* STATED PROBLEM A
Please count the lines in the records that contain the word "chair", and give only that number.

I contend it’s both. Violence is part of our natural world. Not only is violence inherent in men, it’s also inherent in most every living creature on this planet – including women. All living things must eat and defend themselves for survival. However, natural human violence is no where near the extreme we see in men today. Basically men took natural human violence, left it unchecked in males, and then pumped it up on steroids via training, conditioning and gender roles, while at the same time, deprived women of their natural violence which was necessary to defend themselves. The result is a polarization of the sexes.

Humans are also both selfish and social. Joke’s on us because these two things contradict each other. Humans must be selfish in order to get their basic human needs met. One of those 5 basic needs is love and affection – not to be confused with sex. (Sex in fact is a poor substitute and has nothing to do with love and ffection). Deprived of love and affection, humans, like all primates,
become psychotic. In order to get this need met, humans must be social. In order to be social, one can’t be too selfish. So it becomes a balancing act. One keeps the other in check.

Humans are not animals. Unlike animals, humans do not live by instinct. Babies aren’t born knowing jack. Infants are born selfish and self-centered. They must learn everything under the sun. Including empathy, caring, and sharing. So what happens when we teach one sex these things, but not the other? Enter gender roles. Empathy, caring, and sharing are considered feminine. Love and affection is also considered feminine. Love and affection is replaced by the masculine – sex (PIV). See above. Sex has nothing to do with love and affection. And what happens when humans are deprived of love and affection? Answer: They become psychotic. At the same time, women are deprived of the masculine – selfishness. As a result, women are not getting their basic human needs met.

Put it all together and we have a recipe for disaster. In males – selfishness and unchecked natural human violence pumped up on steroids, devoid of empathy, caring and sharing, and psychotic from the deprivation of love and affection, which is substituted with the masculine PIV. It is the making of a sociopath. The men-in-charge want soldiers, you see, who can kill without guilt, conscience or remorse. At this point in time, it doesn’t much matter if it’s nature or nurture. Patriarchy is now a global paradigm. Generations of men have been raised to be sociopaths. All humanity is beaten out of them before they get through primary school. Even if some men wanted to change, they couldn’t. The other men wouldn’t allow it.

It is inevitable that masculinity will devour all that is considered feminine if not countered or kept in check. Women had better come up with something to counter it, because we are on a crash
course with destruction. I have a few ideas on how to do it. But I’ll save it for another post.

Freud, btw, was a misogynist and a crack head, not a genius. Men have a death wish because they have been trained to worship death and taught that there is glory and honor in death. They are made heroes in death. Not to mention, the life they can expect after death, courtesy of invisible little fairies and magical sky dudes.

That’ll be 50 cents for the analysis. It becomes rather obvious most of you folks have little to no experience with children and as a result, don’t know much about men either. If you did have a bit of experience with children, you’d know that boys aren’t any more inherently violent than girls are. In fact, I’d give the edge to girls. However, if you pay close attention, you can actually see the little bastards learning it. Children’s brains move at roughly the speed the light. Much faster than an adult’s. They pick up on and absorb their environment, culture and gender roles in no time flat. So fast, that by the time a boy is 4, he will tell you boys are better than girls – even tho he can’t tell the difference between a boy and a girl yet. It happens so young that folks think these things are inherent. But nah, that gives you a clue just how fast the human brain learns. And what? You don’t think the patriarchy knows this? Damn right they do.

* STATED PROBLEM B
Write out everything from "Humans are also" down to "other in check." in the passage on gender and violence above, keeping every word and mark unchanged.

* DATASET RECORDS

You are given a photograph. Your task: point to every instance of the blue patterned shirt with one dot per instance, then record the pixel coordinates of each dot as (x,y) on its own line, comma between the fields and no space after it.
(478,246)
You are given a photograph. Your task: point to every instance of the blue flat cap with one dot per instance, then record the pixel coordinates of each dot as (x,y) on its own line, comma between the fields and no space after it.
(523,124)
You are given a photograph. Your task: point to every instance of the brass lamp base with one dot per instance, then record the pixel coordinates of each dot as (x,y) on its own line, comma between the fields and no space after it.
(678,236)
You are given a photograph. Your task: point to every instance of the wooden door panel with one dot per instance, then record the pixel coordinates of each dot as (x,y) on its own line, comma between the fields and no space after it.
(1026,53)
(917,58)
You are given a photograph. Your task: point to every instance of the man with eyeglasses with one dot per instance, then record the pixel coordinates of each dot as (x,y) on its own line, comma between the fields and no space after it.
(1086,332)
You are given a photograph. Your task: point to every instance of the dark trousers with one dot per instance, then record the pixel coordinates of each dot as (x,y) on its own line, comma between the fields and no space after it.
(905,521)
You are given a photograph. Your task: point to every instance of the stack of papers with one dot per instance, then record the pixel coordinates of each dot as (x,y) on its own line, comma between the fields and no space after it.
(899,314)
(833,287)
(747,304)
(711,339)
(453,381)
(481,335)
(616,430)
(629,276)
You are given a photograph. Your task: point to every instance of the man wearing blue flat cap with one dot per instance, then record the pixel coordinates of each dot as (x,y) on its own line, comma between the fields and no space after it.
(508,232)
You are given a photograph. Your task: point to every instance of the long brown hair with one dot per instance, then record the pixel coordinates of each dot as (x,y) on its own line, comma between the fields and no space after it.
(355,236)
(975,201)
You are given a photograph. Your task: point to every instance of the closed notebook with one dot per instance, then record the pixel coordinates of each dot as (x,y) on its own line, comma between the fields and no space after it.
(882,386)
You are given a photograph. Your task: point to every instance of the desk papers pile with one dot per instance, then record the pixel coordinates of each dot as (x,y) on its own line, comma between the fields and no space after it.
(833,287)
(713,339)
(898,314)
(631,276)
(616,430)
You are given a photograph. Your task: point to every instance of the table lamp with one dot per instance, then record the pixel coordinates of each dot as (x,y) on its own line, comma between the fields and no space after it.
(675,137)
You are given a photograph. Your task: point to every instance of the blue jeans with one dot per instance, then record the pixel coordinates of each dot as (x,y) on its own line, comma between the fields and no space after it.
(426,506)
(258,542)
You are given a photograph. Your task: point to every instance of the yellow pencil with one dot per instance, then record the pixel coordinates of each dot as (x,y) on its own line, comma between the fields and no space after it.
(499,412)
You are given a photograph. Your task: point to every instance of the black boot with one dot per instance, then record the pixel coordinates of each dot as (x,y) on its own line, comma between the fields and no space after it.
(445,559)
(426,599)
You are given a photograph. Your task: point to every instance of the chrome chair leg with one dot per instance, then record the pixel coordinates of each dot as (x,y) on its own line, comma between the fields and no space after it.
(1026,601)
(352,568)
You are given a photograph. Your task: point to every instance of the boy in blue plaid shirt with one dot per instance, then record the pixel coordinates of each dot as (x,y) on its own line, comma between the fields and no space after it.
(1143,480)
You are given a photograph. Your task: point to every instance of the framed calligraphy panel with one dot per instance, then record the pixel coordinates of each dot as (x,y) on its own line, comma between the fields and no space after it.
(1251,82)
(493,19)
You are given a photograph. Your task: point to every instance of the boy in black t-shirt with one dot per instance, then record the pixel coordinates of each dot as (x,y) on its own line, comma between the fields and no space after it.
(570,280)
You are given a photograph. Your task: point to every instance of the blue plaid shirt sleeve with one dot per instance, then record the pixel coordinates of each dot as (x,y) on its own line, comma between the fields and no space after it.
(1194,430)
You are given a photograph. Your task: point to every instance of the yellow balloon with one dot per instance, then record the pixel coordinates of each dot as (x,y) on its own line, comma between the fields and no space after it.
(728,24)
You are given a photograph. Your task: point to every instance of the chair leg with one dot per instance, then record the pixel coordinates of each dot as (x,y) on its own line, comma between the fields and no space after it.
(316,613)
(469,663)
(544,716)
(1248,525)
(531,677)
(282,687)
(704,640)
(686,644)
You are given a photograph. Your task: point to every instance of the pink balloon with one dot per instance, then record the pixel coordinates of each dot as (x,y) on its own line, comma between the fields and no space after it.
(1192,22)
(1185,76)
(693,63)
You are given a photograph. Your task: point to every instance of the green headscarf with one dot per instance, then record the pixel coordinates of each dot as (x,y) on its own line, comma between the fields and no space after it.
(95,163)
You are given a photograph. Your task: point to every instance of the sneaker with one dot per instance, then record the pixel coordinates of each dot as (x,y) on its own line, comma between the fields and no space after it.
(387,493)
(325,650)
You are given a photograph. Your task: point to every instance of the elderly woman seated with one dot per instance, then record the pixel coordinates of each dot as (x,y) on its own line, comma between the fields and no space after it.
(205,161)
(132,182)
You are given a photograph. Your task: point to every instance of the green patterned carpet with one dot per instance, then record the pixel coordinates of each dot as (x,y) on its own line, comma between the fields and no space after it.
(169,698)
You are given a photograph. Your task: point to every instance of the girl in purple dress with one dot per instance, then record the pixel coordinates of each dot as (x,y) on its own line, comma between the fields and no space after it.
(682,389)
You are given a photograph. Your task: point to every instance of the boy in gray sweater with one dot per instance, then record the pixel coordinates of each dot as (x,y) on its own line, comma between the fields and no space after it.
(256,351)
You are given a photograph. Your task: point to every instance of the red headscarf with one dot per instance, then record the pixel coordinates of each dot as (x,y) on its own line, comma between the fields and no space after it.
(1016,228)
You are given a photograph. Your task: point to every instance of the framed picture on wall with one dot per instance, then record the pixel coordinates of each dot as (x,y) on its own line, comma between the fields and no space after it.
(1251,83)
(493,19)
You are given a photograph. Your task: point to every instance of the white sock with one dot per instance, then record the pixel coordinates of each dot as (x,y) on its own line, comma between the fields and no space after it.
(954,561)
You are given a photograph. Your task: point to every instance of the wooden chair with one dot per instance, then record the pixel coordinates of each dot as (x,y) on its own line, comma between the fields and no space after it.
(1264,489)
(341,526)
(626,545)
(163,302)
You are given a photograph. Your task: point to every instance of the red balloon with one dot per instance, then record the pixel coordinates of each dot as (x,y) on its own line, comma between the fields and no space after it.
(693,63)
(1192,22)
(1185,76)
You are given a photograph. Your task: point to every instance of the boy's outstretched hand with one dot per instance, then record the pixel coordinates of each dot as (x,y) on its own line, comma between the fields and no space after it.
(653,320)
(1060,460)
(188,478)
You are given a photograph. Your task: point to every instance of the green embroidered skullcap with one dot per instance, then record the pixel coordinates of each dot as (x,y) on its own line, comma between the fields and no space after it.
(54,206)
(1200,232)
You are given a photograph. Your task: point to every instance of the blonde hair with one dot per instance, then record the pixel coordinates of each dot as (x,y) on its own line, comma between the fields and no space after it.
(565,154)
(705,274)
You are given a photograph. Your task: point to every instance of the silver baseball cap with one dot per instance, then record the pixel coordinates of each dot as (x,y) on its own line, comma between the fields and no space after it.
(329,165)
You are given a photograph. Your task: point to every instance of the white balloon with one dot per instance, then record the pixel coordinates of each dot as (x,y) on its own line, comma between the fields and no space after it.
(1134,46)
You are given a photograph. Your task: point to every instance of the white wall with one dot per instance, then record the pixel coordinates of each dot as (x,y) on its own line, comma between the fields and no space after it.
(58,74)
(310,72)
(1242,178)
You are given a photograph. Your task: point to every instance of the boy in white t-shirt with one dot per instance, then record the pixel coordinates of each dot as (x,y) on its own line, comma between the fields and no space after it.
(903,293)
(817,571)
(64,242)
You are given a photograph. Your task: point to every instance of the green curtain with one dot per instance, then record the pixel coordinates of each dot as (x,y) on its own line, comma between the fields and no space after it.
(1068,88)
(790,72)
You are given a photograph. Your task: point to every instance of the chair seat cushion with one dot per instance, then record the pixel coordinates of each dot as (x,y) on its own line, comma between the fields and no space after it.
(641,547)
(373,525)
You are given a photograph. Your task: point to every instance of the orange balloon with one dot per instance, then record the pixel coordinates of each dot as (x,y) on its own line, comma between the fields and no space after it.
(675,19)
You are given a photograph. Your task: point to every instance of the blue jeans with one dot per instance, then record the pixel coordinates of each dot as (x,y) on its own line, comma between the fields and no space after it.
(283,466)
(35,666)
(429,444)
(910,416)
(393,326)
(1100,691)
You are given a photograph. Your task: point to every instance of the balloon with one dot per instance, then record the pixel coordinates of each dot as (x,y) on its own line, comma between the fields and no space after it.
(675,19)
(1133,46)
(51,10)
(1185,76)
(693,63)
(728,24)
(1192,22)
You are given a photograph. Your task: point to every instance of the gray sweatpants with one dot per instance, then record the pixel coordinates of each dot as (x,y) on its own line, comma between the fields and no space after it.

* OUTPUT A
4

* OUTPUT B
Humans are also both selfish and social. Joke’s on us because these two things contradict each other. Humans must be selfish in order to get their basic human needs met. One of those 5 basic needs is love and affection – not to be confused with sex. (Sex in fact is a poor substitute and has nothing to do with love and ffection). Deprived of love and affection, humans, like all primates,
become psychotic. In order to get this need met, humans must be social. In order to be social, one can’t be too selfish. So it becomes a balancing act. One keeps the other in check.